State Space Model(SSM)

State Space Model 用连续动力系统描述序列:

\[ h'(t)=Ah(t)+Bx(t), \qquad y(t)=Ch(t)+Dx(t). \]

离散化后:

\[ h_t=\bar{A}h_{t-1}+\bar{B}x_t, \qquad y_t=Ch_t+Dx_t. \]

SSM 的关键优势是可以把 recurrence 写成 convolution 或 scan,从而在训练时并行、推理时线性递推。

NoteDefinition: State Space Model

A state space model represents a sequence by a latent state \(h_t\) updated over time and an output \(y_t\) read from that state: \[ h_t=\bar{A}h_{t-1}+\bar{B}x_t, \qquad y_t=Ch_t+Dx_t. \]

这里的 state \(h_t\) 是压缩记忆。Attention 保存所有历史 token 的 K/V;SSM 只保存固定大小的 state。二者的归纳偏置非常不同。

为了避免符号混乱,先固定一个最小 notation。设 token embedding 维度为 \(d\),序列长度为 \(T\),batch size 为 \(B\)。Mamba/SSM 内部通常还会有一个 state dimension \(N\),它不是词表维度,也不是 hidden size,而是每个通道用来承载动态系统记忆的维度。

symbol typical shape meaning
\(x_t\) \(d\) current token representation
\(h_t\) \(d_{\text{inner}}\times N\) recurrent SSM state
\(A\) \(d_{\text{inner}}\times N\) or structured state transition rates
\(B_t\) \(d_{\text{inner}}\times N\) input-dependent write vector
\(C_t\) \(d_{\text{inner}}\times N\) input-dependent read vector
\(\Delta_t\) \(d_{\text{inner}}\) token-dependent step size / timescale

这里最关键的直觉是:state 不是一个单一向量,而更像很多独立通道上的小动态系统。每个通道维护 \(N\) 个状态坐标,最后再投影回模型维度。这让模型既能保持线性时间,又能在每个 hidden channel 上表达多种衰减时间尺度。

### [任务说明]
1. SSM 选段的符号表中列出了哪些符号?请全部列出。
2. 能否重写 SSM 选段中从“NoteDefinition: State Space”起到“dimension \(N\),它不是词表维度,也不是 hidden size,而是每个通道用来承载动态系统记忆的维度。”为止(含)的部分,并把其中的“压缩记忆”改为“压缩表示”?

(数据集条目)
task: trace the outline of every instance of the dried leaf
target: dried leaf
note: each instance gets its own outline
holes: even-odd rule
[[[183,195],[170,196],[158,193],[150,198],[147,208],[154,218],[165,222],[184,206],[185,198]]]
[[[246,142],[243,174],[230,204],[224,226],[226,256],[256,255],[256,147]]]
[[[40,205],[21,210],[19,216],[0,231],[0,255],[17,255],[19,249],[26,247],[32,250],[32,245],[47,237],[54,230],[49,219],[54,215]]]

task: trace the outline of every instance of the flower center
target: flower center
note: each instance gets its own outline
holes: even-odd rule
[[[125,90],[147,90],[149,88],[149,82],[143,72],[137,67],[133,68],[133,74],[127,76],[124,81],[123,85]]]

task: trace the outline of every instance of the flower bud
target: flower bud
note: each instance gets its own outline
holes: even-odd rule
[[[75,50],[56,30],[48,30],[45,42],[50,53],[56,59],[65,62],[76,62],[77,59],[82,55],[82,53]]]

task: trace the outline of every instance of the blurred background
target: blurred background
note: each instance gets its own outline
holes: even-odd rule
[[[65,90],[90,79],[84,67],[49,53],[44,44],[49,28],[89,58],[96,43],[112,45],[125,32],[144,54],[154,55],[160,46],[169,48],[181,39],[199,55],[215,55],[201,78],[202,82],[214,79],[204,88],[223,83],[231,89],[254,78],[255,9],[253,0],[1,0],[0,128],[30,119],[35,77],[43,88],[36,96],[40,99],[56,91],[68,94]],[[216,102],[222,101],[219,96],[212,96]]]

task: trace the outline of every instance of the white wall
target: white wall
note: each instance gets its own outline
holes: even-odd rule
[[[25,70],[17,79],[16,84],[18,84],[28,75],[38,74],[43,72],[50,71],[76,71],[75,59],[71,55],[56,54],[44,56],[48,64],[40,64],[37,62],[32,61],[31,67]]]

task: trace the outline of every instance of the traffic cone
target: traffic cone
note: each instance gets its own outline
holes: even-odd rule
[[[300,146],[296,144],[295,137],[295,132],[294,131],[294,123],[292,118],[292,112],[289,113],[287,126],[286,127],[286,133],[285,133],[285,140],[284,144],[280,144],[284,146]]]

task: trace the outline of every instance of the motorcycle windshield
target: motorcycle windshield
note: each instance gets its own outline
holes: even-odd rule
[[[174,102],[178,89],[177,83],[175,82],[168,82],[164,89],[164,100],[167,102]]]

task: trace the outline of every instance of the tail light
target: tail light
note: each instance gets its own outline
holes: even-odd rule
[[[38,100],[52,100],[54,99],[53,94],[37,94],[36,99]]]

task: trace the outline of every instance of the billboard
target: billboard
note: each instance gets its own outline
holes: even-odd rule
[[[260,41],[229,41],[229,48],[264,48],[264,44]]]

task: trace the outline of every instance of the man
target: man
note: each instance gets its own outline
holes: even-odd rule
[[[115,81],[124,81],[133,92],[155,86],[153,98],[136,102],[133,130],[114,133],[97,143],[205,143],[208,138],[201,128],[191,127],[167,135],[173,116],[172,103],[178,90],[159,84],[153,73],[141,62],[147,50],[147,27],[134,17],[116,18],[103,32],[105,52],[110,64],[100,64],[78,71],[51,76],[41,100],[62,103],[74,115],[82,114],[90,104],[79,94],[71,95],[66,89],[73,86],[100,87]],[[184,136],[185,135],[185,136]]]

### [各题答案]
1. x_t、h_t、A、B_t、C_t、Δ_t

2.
NoteDefinition: State Space Model

A state space model represents a sequence by a latent state \(h_t\) updated over time and an output \(y_t\) read from that state: \[ h_t=\bar{A}h_{t-1}+\bar{B}x_t, \qquad y_t=Ch_t+Dx_t. \]

这里的 state \(h_t\) 是压缩表示。Attention 保存所有历史 token 的 K/V;SSM 只保存固定大小的 state。二者的归纳偏置非常不同。

为了避免符号混乱,先固定一个最小 notation。设 token embedding 维度为 \(d\),序列长度为 \(T\),batch size 为 \(B\)。Mamba/SSM 内部通常还会有一个 state dimension \(N\),它不是词表维度,也不是 hidden size,而是每个通道用来承载动态系统记忆的维度。